TASK GOAL -> Please identify each line of the material below that contains the string "hillside" and copy those lines.

ENTRIES PROVIDED ->
*****
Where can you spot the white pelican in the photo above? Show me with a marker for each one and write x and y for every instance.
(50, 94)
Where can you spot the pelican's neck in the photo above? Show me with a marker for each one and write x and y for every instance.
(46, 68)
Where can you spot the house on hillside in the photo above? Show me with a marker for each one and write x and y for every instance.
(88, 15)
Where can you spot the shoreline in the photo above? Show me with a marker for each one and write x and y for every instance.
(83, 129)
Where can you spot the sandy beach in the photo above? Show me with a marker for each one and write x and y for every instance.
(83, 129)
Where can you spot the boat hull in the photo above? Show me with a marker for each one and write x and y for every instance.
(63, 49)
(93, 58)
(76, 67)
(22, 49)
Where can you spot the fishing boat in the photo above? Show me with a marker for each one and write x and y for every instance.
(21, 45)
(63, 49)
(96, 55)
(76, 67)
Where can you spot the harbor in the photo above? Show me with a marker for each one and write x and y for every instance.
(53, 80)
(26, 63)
*****
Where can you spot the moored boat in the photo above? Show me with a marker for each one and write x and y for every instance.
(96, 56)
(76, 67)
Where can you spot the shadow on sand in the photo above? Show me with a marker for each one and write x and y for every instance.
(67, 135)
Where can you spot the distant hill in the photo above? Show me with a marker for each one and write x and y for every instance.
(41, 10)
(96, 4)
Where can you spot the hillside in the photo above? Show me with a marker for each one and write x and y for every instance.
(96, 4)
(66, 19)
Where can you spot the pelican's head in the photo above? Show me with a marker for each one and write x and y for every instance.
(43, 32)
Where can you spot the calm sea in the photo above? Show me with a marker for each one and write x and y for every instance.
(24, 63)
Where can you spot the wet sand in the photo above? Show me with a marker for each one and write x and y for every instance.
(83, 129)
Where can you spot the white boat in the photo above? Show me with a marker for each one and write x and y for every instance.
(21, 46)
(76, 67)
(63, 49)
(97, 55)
*****
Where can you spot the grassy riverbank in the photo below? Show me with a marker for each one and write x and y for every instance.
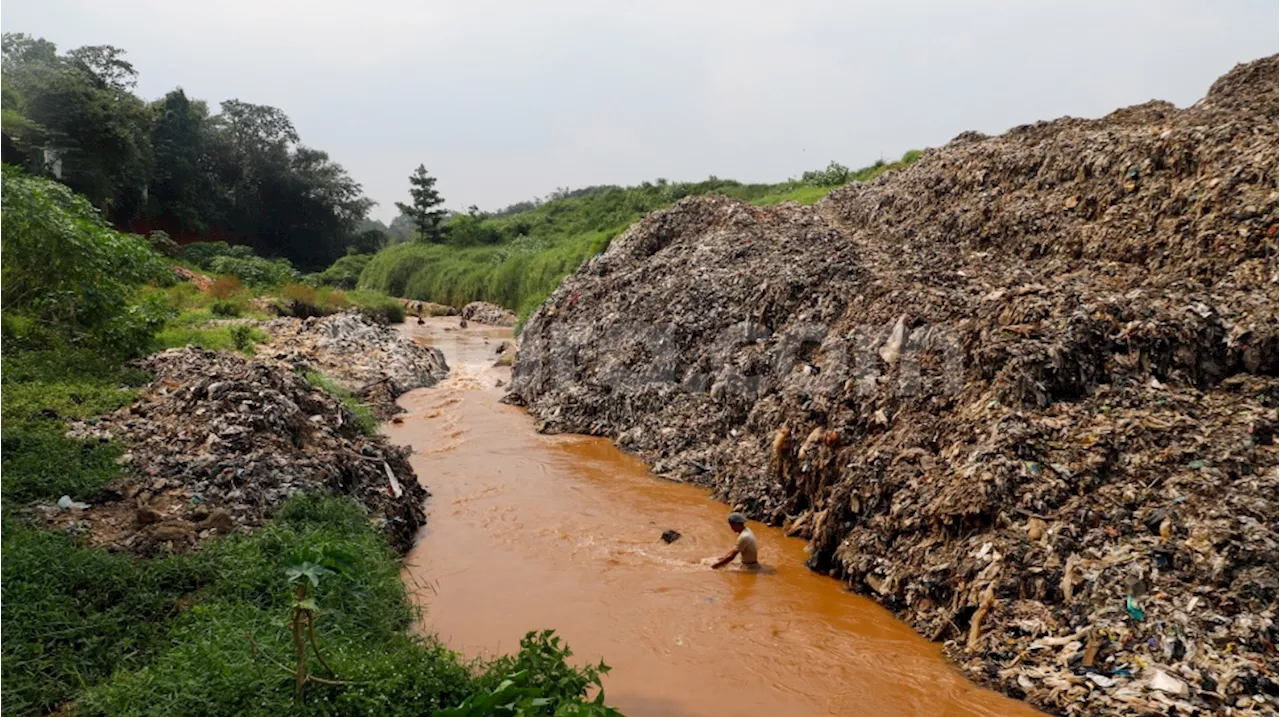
*****
WRITTEN SOLUTION ->
Where can you spot the house on hillside in the photo above? Show me with a marker for each one and write x and y for every instance.
Where can you spot the hillside in the photo above? Show me with a marker for each one and write x and y for every instance.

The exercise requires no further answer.